(Image point grounding data)
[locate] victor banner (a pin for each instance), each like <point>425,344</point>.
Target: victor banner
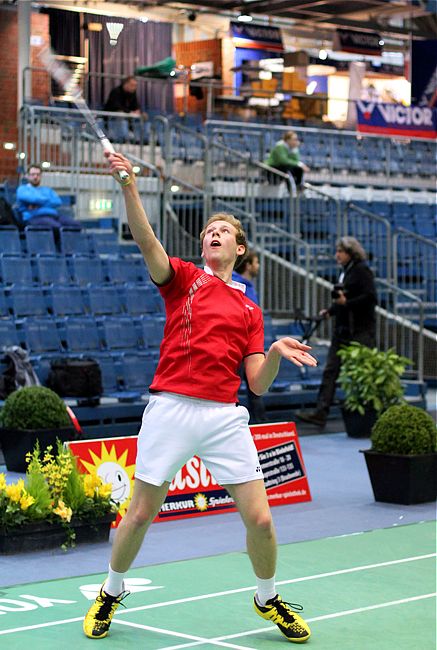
<point>193,491</point>
<point>396,120</point>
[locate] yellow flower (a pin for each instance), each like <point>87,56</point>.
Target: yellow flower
<point>26,501</point>
<point>15,490</point>
<point>63,511</point>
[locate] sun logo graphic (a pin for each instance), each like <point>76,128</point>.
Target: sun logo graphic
<point>201,501</point>
<point>115,470</point>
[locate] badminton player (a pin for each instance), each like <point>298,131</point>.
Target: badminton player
<point>211,329</point>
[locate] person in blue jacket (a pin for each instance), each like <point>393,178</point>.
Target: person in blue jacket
<point>39,205</point>
<point>246,272</point>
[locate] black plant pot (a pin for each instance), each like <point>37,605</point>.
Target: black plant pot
<point>402,479</point>
<point>357,425</point>
<point>15,443</point>
<point>42,535</point>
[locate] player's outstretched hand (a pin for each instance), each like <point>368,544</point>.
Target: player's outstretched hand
<point>294,351</point>
<point>118,163</point>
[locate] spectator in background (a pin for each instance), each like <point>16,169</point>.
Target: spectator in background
<point>353,308</point>
<point>123,99</point>
<point>246,272</point>
<point>285,157</point>
<point>39,205</point>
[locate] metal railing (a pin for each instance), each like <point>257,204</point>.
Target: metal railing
<point>295,236</point>
<point>394,329</point>
<point>374,234</point>
<point>415,267</point>
<point>339,156</point>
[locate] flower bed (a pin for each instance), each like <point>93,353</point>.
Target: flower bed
<point>54,497</point>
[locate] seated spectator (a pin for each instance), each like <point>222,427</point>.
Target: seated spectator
<point>285,157</point>
<point>123,99</point>
<point>39,205</point>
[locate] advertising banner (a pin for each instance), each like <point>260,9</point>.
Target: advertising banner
<point>395,119</point>
<point>193,491</point>
<point>348,40</point>
<point>256,36</point>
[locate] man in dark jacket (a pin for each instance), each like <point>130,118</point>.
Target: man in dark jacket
<point>353,307</point>
<point>123,99</point>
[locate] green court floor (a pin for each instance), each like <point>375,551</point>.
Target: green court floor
<point>369,591</point>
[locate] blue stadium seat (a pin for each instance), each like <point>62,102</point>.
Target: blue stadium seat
<point>28,301</point>
<point>87,270</point>
<point>15,270</point>
<point>152,330</point>
<point>142,299</point>
<point>52,270</point>
<point>104,300</point>
<point>75,241</point>
<point>39,241</point>
<point>81,334</point>
<point>110,375</point>
<point>41,335</point>
<point>137,371</point>
<point>8,333</point>
<point>126,269</point>
<point>119,333</point>
<point>426,228</point>
<point>67,301</point>
<point>4,309</point>
<point>10,240</point>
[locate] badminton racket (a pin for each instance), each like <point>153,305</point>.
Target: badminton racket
<point>64,78</point>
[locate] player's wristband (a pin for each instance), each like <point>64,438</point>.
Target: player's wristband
<point>128,181</point>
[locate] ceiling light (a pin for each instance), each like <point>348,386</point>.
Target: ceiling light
<point>311,87</point>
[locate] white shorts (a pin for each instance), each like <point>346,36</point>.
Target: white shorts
<point>175,428</point>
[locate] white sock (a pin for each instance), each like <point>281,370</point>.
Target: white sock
<point>266,590</point>
<point>114,583</point>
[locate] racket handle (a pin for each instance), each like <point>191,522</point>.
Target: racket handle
<point>107,145</point>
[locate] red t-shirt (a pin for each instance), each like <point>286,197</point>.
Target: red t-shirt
<point>210,327</point>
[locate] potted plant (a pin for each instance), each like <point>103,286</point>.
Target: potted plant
<point>370,379</point>
<point>31,414</point>
<point>54,505</point>
<point>402,462</point>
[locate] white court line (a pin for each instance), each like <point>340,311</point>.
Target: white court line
<point>198,639</point>
<point>347,612</point>
<point>316,576</point>
<point>364,567</point>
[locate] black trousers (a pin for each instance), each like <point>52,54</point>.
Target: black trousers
<point>332,368</point>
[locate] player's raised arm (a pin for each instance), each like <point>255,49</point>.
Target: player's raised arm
<point>153,252</point>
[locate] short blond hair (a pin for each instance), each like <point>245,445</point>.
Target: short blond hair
<point>233,221</point>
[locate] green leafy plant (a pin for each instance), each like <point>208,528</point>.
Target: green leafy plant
<point>370,377</point>
<point>406,430</point>
<point>34,407</point>
<point>54,490</point>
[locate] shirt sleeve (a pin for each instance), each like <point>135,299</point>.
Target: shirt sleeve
<point>182,279</point>
<point>255,343</point>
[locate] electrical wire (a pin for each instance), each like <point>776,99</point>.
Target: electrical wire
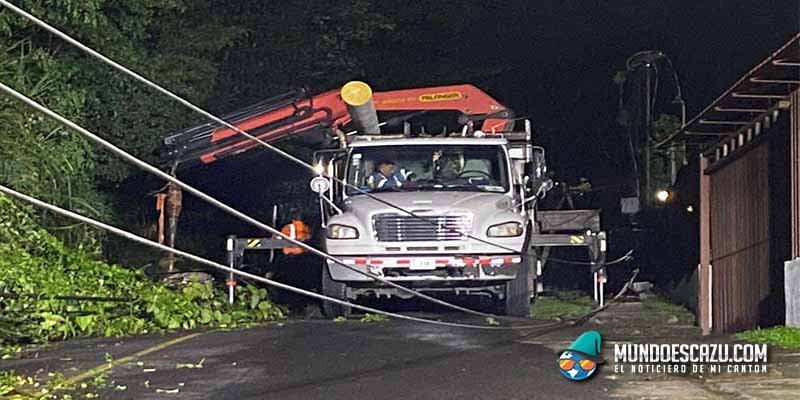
<point>205,197</point>
<point>625,257</point>
<point>128,235</point>
<point>230,210</point>
<point>227,124</point>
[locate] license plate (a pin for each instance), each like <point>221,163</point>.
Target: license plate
<point>422,264</point>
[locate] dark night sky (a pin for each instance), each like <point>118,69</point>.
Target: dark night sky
<point>563,56</point>
<point>557,60</point>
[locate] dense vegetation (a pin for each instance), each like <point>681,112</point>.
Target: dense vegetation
<point>50,291</point>
<point>221,54</point>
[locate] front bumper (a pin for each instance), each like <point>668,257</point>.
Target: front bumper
<point>434,270</point>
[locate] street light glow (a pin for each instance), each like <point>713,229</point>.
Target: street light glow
<point>662,195</point>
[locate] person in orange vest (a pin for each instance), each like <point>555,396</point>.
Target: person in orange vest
<point>297,229</point>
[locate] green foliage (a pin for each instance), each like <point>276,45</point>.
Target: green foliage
<point>38,268</point>
<point>374,318</point>
<point>778,336</point>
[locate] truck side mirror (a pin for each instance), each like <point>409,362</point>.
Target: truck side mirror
<point>538,163</point>
<point>538,172</point>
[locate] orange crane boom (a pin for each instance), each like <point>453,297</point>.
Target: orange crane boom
<point>297,113</point>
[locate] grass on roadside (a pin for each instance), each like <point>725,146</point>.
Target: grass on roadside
<point>565,304</point>
<point>778,336</point>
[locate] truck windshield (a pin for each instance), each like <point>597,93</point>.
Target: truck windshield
<point>428,167</point>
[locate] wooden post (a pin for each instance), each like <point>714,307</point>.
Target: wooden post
<point>704,267</point>
<point>794,165</point>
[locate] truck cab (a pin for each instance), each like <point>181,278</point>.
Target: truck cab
<point>433,213</point>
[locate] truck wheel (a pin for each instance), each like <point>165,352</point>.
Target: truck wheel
<point>334,289</point>
<point>518,299</point>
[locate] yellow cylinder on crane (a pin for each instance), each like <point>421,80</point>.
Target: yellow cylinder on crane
<point>358,97</point>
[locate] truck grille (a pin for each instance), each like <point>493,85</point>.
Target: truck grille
<point>405,228</point>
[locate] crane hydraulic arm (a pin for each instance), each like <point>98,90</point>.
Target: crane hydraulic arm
<point>297,112</point>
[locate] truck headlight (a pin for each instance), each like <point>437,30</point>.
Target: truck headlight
<point>336,231</point>
<point>508,229</point>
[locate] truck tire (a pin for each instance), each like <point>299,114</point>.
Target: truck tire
<point>337,290</point>
<point>517,296</point>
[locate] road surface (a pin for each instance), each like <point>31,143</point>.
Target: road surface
<point>322,359</point>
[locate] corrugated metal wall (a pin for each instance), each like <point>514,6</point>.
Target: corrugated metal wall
<point>740,240</point>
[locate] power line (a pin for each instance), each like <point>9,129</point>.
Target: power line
<point>230,210</point>
<point>128,235</point>
<point>216,119</point>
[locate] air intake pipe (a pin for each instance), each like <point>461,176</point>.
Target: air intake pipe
<point>358,97</point>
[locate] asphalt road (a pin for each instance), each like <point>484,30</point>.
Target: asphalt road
<point>322,359</point>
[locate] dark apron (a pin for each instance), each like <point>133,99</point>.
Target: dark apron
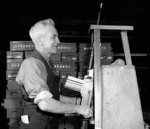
<point>39,119</point>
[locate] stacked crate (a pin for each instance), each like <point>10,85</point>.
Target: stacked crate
<point>85,55</point>
<point>13,102</point>
<point>71,59</point>
<point>64,61</point>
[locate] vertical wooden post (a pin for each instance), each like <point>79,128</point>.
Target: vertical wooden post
<point>97,81</point>
<point>125,42</point>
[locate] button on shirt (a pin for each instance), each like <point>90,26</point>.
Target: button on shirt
<point>32,74</point>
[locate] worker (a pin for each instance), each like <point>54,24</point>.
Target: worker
<point>38,77</point>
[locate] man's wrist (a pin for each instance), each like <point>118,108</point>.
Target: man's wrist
<point>78,101</point>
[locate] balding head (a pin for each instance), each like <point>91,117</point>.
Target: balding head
<point>39,28</point>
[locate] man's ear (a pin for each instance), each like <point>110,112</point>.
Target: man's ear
<point>39,41</point>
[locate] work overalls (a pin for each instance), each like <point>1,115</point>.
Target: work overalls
<point>39,119</point>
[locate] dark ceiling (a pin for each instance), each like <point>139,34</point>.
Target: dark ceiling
<point>72,17</point>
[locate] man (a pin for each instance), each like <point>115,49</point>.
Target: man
<point>40,82</point>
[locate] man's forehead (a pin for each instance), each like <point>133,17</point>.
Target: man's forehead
<point>52,30</point>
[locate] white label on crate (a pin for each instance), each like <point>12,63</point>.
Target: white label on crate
<point>25,119</point>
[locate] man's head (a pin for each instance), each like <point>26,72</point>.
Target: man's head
<point>45,36</point>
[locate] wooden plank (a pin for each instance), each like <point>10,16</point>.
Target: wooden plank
<point>97,81</point>
<point>111,27</point>
<point>125,42</point>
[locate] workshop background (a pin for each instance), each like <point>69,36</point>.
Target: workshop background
<point>73,19</point>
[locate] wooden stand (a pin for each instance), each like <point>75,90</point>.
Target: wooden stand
<point>103,116</point>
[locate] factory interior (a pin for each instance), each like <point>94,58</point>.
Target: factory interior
<point>73,20</point>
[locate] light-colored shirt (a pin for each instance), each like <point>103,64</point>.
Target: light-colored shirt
<point>32,74</point>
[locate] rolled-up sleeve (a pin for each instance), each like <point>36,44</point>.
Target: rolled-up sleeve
<point>32,74</point>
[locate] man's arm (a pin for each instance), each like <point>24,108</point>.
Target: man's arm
<point>71,100</point>
<point>54,106</point>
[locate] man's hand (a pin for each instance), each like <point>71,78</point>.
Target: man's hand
<point>85,111</point>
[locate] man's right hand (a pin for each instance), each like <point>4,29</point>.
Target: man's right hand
<point>85,111</point>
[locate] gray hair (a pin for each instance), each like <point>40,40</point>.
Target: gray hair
<point>38,28</point>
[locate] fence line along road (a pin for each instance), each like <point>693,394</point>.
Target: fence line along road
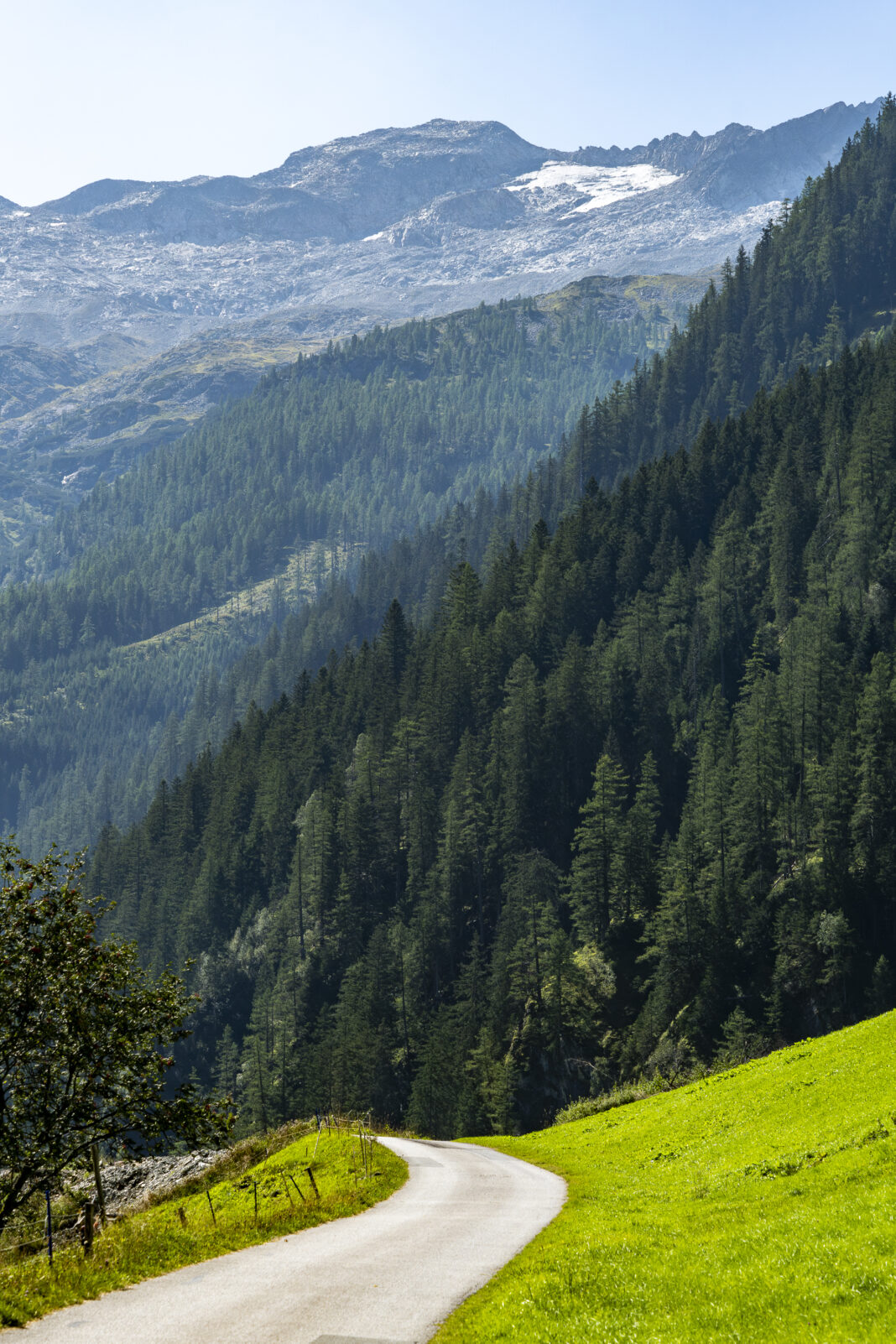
<point>388,1276</point>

→ **WHAT IS BEING ASKED**
Take the lines from the first line of the entries through the line with "[locate] yellow flower", inclusive, and give them again exactly, minus any pictures.

→ **YOUR RESPONSE**
[locate] victor banner (a pin for each instance), each like <point>425,344</point>.
Target: victor banner
<point>193,491</point>
<point>396,120</point>
[locate] yellow flower (a pin for each instance), each like <point>87,56</point>.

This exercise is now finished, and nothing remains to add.